[Work required]
Render every line of the entries below as a Markdown table with two columns, Row and Line. Number the rows in order and leave out blank lines.

### Excerpted data ###

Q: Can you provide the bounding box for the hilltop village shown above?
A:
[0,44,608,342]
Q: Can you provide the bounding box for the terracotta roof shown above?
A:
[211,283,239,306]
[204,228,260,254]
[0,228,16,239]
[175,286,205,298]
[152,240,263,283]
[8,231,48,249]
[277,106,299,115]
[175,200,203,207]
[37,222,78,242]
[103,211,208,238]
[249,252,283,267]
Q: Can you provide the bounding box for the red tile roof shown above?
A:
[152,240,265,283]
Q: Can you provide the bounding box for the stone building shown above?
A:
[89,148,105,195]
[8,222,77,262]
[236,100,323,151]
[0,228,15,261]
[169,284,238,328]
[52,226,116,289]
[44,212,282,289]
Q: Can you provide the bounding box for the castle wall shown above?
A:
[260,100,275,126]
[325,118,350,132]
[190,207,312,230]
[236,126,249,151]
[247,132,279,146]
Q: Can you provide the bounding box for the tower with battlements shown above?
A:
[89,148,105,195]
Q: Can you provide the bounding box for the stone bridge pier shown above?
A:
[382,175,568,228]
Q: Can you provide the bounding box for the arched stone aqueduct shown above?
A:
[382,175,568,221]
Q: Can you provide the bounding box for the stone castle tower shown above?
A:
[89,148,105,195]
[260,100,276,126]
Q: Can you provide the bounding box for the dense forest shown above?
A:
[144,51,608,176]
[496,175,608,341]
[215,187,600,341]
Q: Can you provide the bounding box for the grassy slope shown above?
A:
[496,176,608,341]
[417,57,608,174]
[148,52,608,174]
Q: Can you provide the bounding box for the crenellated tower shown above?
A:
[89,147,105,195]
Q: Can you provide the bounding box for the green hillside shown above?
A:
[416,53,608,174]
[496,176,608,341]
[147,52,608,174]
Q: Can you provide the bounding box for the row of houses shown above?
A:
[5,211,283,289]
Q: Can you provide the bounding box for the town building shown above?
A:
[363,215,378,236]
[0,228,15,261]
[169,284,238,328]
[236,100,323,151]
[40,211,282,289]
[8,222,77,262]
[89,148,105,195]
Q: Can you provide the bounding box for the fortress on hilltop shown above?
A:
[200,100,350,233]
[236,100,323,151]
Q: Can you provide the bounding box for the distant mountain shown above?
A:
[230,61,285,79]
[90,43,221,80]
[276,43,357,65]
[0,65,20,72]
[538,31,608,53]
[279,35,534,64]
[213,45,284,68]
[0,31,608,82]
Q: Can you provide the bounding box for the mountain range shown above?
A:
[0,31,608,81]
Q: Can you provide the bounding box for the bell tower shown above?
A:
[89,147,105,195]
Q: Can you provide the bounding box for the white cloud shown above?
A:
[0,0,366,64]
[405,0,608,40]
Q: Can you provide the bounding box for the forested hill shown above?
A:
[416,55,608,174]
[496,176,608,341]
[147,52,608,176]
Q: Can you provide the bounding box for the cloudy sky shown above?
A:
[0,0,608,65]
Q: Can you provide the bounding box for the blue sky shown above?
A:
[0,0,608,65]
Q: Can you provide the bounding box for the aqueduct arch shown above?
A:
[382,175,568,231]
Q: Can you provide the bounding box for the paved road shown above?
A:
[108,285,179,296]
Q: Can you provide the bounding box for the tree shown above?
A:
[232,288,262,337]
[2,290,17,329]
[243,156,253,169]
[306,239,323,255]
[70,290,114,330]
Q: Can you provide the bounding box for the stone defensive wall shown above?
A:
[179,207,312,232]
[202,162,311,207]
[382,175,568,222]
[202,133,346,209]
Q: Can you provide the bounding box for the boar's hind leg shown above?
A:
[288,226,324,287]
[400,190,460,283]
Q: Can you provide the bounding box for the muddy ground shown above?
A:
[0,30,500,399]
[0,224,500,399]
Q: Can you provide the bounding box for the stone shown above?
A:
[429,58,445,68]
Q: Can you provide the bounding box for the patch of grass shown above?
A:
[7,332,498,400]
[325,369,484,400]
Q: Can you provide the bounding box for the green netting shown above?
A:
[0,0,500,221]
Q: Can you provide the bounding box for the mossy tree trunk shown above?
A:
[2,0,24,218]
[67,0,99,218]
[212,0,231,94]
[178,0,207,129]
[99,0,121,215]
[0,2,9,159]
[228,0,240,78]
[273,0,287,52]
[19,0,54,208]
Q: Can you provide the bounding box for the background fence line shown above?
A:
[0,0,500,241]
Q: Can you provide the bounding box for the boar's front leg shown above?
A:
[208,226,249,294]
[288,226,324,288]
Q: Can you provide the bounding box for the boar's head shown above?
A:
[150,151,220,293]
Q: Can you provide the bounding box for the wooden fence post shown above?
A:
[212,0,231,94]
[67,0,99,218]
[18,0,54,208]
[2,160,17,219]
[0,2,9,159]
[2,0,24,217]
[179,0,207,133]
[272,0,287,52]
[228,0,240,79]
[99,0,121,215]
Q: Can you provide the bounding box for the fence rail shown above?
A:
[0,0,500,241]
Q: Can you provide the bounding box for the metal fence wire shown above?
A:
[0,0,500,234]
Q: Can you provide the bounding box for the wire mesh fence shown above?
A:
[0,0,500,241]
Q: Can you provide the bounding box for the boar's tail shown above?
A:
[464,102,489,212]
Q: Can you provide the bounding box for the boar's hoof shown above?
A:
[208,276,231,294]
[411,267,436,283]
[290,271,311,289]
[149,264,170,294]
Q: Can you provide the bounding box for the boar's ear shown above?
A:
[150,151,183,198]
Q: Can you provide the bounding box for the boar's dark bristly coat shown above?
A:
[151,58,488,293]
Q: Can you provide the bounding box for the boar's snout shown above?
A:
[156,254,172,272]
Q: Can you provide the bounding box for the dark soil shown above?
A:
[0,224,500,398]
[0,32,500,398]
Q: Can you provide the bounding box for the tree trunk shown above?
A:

###

[Task solution]
| Row | Line |
|---|---|
| 1 | Q: Can you provide the bounding box for the hilltop village shown above? |
| 2 | A: |
| 3 | [0,44,608,342] |
| 4 | Q: Can you provide the bounding box for the terracotta roof shown above? |
| 5 | A: |
| 6 | [211,283,239,306] |
| 7 | [204,228,260,254] |
| 8 | [0,228,16,239] |
| 9 | [175,286,205,298] |
| 10 | [152,240,263,283] |
| 11 | [8,231,48,249] |
| 12 | [277,106,299,115] |
| 13 | [175,200,203,207] |
| 14 | [37,222,78,242] |
| 15 | [103,211,208,238] |
| 16 | [249,252,283,267] |
| 17 | Q: Can you provide the bounding box for the red tile roof shown above? |
| 18 | A: |
| 19 | [152,240,265,283] |
| 20 | Q: Can you provide the bounding box for the stone building shown above? |
| 21 | A: |
| 22 | [89,148,105,195] |
| 23 | [8,222,77,262] |
| 24 | [236,100,323,151] |
| 25 | [0,228,15,261] |
| 26 | [169,284,238,328] |
| 27 | [52,226,116,289] |
| 28 | [44,212,282,289] |
| 29 | Q: Can you provide the bounding box for the castle wall shown above? |
| 30 | A: |
| 31 | [260,100,275,126] |
| 32 | [325,118,350,132] |
| 33 | [190,207,312,230] |
| 34 | [236,126,249,151] |
| 35 | [247,132,279,146] |
| 36 | Q: Can you provide the bounding box for the tower with battlements shown above? |
| 37 | A: |
| 38 | [89,148,105,195] |
| 39 | Q: Can you provide the bounding box for the stone bridge pier shown above? |
| 40 | A: |
| 41 | [382,175,568,228] |
| 42 | Q: Can you provide the bounding box for the arched stone aqueduct shown above? |
| 43 | A: |
| 44 | [382,175,568,221] |
| 45 | Q: Can you provide the bounding box for the stone castle tower shown above? |
| 46 | A: |
| 47 | [89,148,105,195] |
| 48 | [260,100,276,126] |
| 49 | Q: Can you provide the bounding box for the dense forest shown above? |
| 50 | A: |
| 51 | [144,51,608,176] |
| 52 | [496,175,608,341] |
| 53 | [215,187,600,341] |
| 54 | Q: Can you provide the bounding box for the grassy slope shown above? |
| 55 | A: |
| 56 | [496,176,608,341] |
| 57 | [417,57,608,174] |
| 58 | [148,52,608,174] |
| 59 | Q: Can you provide the bounding box for the crenellated tower shown above? |
| 60 | A: |
| 61 | [89,147,105,195] |
| 62 | Q: Can you provide the bounding box for the green hillside shown above? |
| 63 | A: |
| 64 | [416,53,608,174] |
| 65 | [496,176,608,341] |
| 66 | [147,52,608,174] |
| 67 | Q: Can you provide the bounding box for the row of houses shown above? |
| 68 | A: |
| 69 | [5,211,283,289] |
| 70 | Q: Can you provide the bounding box for the town building shown above? |
| 71 | A: |
| 72 | [363,215,378,236] |
| 73 | [0,228,15,261] |
| 74 | [169,284,238,328] |
| 75 | [236,100,323,151] |
| 76 | [40,211,282,289] |
| 77 | [8,222,77,262] |
| 78 | [89,148,105,195] |
| 79 | Q: Can you provide the bounding box for the fortress on hilltop shown above? |
| 80 | A: |
| 81 | [200,100,350,233] |
| 82 | [236,100,323,151] |
| 83 | Q: Can you provide the bounding box for the distant mountain shown above? |
| 84 | A: |
| 85 | [230,61,285,79] |
| 86 | [90,43,221,80] |
| 87 | [276,43,357,65] |
| 88 | [0,65,20,72] |
| 89 | [538,31,608,53] |
| 90 | [279,35,534,64] |
| 91 | [213,45,284,68] |
| 92 | [0,31,608,82] |
| 93 | Q: Can you provide the bounding box for the mountain range shown above? |
| 94 | A: |
| 95 | [0,31,608,81] |
| 96 | Q: Can you provide the bounding box for the bell tower shown above? |
| 97 | A: |
| 98 | [89,147,105,195] |
| 99 | Q: Can you provide the bounding box for the white cloud shown above? |
| 100 | A: |
| 101 | [0,0,366,64] |
| 102 | [405,0,608,40] |
| 103 | Q: Can you provide the bounding box for the forested hill shown above? |
| 104 | A: |
| 105 | [416,55,608,174] |
| 106 | [496,176,608,341] |
| 107 | [147,52,608,176] |
| 108 | Q: Can you provide the bounding box for the cloudy sky shown above? |
| 109 | A: |
| 110 | [0,0,608,65] |
| 111 | Q: Can you provide the bounding box for the blue sky shown above? |
| 112 | A: |
| 113 | [0,0,608,65] |
| 114 | Q: Can you provide the bounding box for the aqueduct arch shown above? |
| 115 | A: |
| 116 | [382,175,568,231] |
| 117 | Q: Can you provide the bounding box for the paved road shown above? |
| 118 | A: |
| 119 | [108,285,179,296] |
| 120 | Q: Can you provide the bounding box for the tree shown above? |
| 121 | A: |
| 122 | [232,288,262,337] |
| 123 | [2,290,17,329] |
| 124 | [243,156,253,169] |
| 125 | [306,239,323,255] |
| 126 | [70,290,114,330] |
| 127 | Q: Can you provide the bounding box for the stone defensive wall shown above? |
| 128 | A: |
| 129 | [179,207,312,232] |
| 130 | [202,162,311,207] |
| 131 | [382,175,568,222] |
| 132 | [202,133,346,209] |
| 133 | Q: Can you provide the bounding box for the boar's hind leg shown above? |
| 134 | A: |
| 135 | [288,226,324,287] |
| 136 | [400,190,460,283] |
| 137 | Q: Can you provide the bounding box for the muddy ground shown above? |
| 138 | A: |
| 139 | [0,30,500,399] |
| 140 | [0,224,500,399] |
| 141 | Q: Can you provide the bounding box for the stone shown above? |
| 142 | A: |
| 143 | [429,58,445,68] |
| 144 | Q: Can you provide the bounding box for the patch of grass shown above? |
| 145 | A: |
| 146 | [7,332,498,400] |
| 147 | [325,369,484,400] |
| 148 | Q: Can you provide the bounding box for the green netting shown above? |
| 149 | A: |
| 150 | [0,0,500,221] |
| 151 | Q: Can you provide the bounding box for the mossy tree trunk shown above? |
| 152 | A: |
| 153 | [2,0,24,218] |
| 154 | [67,0,99,218] |
| 155 | [212,0,231,94] |
| 156 | [178,0,207,129] |
| 157 | [99,0,121,215] |
| 158 | [0,2,9,159] |
| 159 | [228,0,240,78] |
| 160 | [273,0,287,52] |
| 161 | [19,0,54,208] |
| 162 | Q: Can you provide the bounding box for the background fence line shown above? |
| 163 | A: |
| 164 | [0,0,500,241] |
| 165 | Q: Can you provide the bounding box for the boar's front leg shown above? |
| 166 | A: |
| 167 | [208,226,249,294] |
| 168 | [288,226,324,288] |
| 169 | Q: Can you provide the bounding box for the boar's head shown above? |
| 170 | A: |
| 171 | [150,151,220,293] |
| 172 | Q: Can you provide the bounding box for the wooden fence post shown above? |
| 173 | A: |
| 174 | [212,0,231,94] |
| 175 | [67,0,99,218] |
| 176 | [18,0,54,208] |
| 177 | [2,160,17,219] |
| 178 | [0,2,9,159] |
| 179 | [2,0,24,217] |
| 180 | [179,0,207,133] |
| 181 | [272,0,287,52] |
| 182 | [228,0,240,79] |
| 183 | [99,0,121,215] |
| 184 | Q: Can you provide the bounding box for the fence rail shown above? |
| 185 | A: |
| 186 | [0,0,500,241] |
| 187 | Q: Can you provide the bounding box for the metal fence wire shown above? |
| 188 | A: |
| 189 | [0,0,500,234] |
| 190 | Q: Can you provide the bounding box for the wire mesh fence shown above? |
| 191 | A: |
| 192 | [0,0,500,241] |
| 193 | Q: Can you provide the bounding box for the boar's tail shown above? |
| 194 | A: |
| 195 | [464,102,489,212] |
| 196 | Q: Can you provide the bounding box for the boar's hoof shown above? |
| 197 | A: |
| 198 | [208,276,231,294] |
| 199 | [411,267,436,283] |
| 200 | [290,271,311,289] |
| 201 | [149,264,170,294] |
| 202 | Q: Can you provide the bounding box for the boar's ear shown above? |
| 203 | A: |
| 204 | [150,151,183,198] |
| 205 | Q: Can you provide the bounding box for the boar's dark bristly coat shown above? |
| 206 | A: |
| 207 | [151,58,488,293] |
| 208 | Q: Can you provide the bounding box for the boar's snout shown above? |
| 209 | A: |
| 210 | [156,254,172,272] |
| 211 | Q: Can you provide the bounding box for the dark soil shown above? |
| 212 | A: |
| 213 | [0,224,500,398] |
| 214 | [0,32,500,398] |
| 215 | Q: Can you provide the bounding box for the tree trunk shown above? |
| 216 | A: |